═════ Supplied passage
In the fourth quarter of 2012, the impact of foreign exchange was negligible. On a full year basis, the headwind from currency translation was about $0.05 per share in 2012.

Our fourth quarter tax rate associated with continuing operations, excluding special items, was 31% in 2012 compared to 28% in the fourth quarter of 2011.

Throughout 2012, we had assumed that legislation would be enacted during 2012 which would have extended the U.S. Federal Research -- which would have extended the U.S. Federal Research tax credit retroactive to January 1, 2012. Accordingly, we included a $0.05 per share benefit for this in our 2012 earnings guidance. Because the legislation to extend the tax credit was not enacted until early January 2013, we were unable to include the $0.05 per share benefit in our 2012 earnings. However, we will record this benefit in our first quarter 2013 earnings. Including this item, our tax rate guidance for 2013 is 30% on a full year basis.

Free cash flow was $146 million in the fourth quarter of 2012 compared to $78 million in the fourth quarter of 2011. As a reminder, we made a discretionary pension contribution of $30 million in the fourth quarter of 2011. Full year free cash flow was $205 million in 2012, coming in well ahead of our $150 million to $180 million guidance range and compared to $115 million in 2011, reflecting improved operating results and strong working capital management.

Capital spending for the fourth quarter of 2012 was $9 million compared to $7 million in 2011. For the full year, capital expenditures were $29 million, just slightly below our most recent guidance of $30 million.
══════════
═════ Supplied information
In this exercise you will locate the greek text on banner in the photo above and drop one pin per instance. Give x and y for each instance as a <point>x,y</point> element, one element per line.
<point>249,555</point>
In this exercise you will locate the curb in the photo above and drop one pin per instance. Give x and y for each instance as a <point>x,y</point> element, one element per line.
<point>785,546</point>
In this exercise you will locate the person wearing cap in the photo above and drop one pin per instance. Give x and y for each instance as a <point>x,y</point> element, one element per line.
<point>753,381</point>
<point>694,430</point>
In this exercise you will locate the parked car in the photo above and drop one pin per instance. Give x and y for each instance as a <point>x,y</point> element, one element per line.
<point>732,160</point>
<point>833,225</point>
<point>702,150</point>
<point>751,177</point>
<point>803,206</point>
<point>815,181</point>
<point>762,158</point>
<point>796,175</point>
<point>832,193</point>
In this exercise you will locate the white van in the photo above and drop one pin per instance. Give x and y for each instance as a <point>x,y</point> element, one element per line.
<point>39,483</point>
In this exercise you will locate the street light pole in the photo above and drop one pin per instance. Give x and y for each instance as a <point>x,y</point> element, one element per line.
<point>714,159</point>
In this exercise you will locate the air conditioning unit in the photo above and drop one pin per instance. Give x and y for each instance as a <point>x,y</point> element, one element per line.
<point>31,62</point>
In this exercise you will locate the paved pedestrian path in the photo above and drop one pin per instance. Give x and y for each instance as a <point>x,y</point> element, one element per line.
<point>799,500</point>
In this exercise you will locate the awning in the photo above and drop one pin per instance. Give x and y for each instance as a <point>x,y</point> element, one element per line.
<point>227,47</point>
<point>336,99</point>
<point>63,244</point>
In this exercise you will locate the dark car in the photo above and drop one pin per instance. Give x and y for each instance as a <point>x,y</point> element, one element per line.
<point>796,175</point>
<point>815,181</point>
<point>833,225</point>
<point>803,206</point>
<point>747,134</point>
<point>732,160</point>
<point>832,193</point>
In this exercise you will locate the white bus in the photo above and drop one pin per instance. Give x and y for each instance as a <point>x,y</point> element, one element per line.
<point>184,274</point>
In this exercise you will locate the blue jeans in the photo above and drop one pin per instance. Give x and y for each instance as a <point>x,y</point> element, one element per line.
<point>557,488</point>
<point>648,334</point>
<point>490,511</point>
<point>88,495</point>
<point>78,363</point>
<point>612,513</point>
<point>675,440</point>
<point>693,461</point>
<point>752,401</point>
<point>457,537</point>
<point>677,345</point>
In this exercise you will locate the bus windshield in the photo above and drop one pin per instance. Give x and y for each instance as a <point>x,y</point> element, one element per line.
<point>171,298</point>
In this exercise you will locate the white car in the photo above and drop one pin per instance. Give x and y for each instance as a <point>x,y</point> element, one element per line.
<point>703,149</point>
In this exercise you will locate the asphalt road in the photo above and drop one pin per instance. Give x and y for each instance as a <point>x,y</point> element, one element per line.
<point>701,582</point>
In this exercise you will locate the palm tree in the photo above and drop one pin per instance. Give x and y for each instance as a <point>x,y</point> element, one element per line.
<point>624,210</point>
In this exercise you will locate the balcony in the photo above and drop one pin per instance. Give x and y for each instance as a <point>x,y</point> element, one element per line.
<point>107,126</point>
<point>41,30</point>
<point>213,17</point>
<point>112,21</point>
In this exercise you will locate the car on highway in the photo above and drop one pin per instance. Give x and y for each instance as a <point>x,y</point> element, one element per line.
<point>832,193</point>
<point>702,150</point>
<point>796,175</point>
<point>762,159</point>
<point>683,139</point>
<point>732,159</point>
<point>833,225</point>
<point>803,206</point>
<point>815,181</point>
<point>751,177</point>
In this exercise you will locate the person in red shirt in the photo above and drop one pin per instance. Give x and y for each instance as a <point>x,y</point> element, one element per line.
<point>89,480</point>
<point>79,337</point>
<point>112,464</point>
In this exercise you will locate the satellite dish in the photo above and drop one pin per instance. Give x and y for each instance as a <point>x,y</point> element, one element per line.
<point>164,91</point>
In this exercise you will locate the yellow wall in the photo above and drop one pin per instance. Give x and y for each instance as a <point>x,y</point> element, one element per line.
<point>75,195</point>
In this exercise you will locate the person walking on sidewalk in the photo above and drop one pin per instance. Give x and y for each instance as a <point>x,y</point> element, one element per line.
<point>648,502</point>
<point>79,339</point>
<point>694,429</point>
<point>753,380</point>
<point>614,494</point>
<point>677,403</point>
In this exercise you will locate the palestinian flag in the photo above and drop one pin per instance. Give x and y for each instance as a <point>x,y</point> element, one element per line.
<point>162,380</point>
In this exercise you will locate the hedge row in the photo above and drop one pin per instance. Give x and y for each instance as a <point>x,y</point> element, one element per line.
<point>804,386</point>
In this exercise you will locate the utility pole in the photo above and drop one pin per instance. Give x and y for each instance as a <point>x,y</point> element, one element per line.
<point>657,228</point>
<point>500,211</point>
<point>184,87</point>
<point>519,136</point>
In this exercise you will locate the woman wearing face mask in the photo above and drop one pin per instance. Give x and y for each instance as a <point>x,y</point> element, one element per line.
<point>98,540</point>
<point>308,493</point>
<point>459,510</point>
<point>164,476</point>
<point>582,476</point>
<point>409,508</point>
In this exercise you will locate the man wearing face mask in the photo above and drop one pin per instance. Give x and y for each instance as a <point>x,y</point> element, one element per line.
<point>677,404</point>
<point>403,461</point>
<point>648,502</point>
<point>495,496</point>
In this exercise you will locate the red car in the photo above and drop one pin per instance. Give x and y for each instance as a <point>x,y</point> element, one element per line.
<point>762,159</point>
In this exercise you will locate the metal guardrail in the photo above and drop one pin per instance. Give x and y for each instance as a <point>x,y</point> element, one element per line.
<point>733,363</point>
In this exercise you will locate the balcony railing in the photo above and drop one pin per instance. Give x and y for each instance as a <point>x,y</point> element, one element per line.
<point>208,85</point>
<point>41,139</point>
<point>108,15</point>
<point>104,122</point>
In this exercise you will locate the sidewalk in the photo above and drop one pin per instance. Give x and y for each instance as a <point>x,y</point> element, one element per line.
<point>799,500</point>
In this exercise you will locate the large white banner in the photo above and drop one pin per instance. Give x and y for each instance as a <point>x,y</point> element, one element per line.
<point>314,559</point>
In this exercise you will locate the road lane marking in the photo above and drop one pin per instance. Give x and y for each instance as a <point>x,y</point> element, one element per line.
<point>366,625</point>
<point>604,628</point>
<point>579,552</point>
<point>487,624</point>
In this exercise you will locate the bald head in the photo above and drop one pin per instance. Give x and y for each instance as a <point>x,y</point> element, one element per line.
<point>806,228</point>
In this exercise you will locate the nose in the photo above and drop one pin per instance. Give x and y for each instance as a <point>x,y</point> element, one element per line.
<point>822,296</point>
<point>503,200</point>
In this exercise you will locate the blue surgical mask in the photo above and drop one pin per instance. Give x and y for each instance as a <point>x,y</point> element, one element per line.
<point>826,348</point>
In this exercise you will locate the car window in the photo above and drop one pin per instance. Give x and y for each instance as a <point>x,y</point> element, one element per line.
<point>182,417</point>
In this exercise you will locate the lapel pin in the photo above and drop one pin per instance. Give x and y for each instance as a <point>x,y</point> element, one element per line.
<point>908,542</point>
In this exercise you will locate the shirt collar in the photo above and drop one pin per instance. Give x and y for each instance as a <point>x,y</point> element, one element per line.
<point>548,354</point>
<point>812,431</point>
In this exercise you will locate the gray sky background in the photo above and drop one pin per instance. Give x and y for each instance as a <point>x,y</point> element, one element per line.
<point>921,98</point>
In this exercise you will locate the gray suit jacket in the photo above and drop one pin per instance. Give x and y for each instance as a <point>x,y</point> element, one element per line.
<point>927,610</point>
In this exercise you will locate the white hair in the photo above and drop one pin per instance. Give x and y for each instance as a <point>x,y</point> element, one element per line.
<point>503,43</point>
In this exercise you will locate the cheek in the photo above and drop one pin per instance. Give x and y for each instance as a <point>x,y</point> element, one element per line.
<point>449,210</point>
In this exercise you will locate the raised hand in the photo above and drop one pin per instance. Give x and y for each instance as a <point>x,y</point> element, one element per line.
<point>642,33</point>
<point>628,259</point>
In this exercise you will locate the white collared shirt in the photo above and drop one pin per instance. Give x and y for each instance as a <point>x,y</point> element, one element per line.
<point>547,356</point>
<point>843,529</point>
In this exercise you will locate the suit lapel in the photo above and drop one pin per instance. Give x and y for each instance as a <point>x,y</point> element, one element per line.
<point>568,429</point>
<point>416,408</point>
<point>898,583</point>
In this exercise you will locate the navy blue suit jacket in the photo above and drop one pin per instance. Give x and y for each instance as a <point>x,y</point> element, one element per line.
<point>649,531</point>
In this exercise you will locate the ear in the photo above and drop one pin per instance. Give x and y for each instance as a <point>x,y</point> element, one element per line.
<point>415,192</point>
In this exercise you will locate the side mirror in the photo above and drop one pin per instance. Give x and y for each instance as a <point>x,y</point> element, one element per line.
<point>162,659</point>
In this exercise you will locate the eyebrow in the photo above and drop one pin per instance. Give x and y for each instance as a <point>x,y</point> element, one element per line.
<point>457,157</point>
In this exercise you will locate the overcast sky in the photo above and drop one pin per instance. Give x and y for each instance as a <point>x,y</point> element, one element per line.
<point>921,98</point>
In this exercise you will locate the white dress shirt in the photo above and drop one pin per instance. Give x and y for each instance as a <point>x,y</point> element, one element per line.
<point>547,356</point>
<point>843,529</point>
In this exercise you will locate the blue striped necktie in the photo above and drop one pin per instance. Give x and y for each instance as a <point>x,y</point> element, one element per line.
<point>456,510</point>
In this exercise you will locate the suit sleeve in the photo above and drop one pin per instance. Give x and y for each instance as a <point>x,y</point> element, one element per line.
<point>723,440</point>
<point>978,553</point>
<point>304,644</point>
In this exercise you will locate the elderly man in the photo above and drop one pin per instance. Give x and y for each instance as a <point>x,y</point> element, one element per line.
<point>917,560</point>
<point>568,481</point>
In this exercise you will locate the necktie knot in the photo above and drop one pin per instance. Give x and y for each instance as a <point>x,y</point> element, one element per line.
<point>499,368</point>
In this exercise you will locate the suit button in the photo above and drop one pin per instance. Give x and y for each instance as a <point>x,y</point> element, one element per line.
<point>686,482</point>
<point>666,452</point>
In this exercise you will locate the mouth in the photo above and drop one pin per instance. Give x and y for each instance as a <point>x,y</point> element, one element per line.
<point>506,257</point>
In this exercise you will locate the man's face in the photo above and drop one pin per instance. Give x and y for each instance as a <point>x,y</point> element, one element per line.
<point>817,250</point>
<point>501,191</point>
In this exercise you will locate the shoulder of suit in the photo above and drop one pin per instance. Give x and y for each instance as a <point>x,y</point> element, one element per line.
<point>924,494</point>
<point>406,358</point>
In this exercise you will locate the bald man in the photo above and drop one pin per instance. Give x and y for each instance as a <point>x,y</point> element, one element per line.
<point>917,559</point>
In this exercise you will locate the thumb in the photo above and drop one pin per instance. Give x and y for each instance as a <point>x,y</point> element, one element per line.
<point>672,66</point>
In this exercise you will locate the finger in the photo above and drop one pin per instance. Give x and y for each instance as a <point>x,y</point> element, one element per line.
══════════
▶ **Stated goal A**:
According to the earnings passage, what was full-year free cash flow in 2012?
▶ **Stated goal B**:
Select every line of the records that contains the string "lapel", treating uppercase and lowercase as different.
The records bear no relation to the text.

▶ **Correct answer A**:
$205 million.

▶ **Correct answer B**:
In this exercise you will locate the lapel pin in the photo above and drop one pin per instance. Give x and y for each instance as a <point>x,y</point> element, one element per line.
In this exercise you will locate the suit lapel in the photo above and drop one pin per instance. Give x and y for each instance as a <point>x,y</point> element, one element per line.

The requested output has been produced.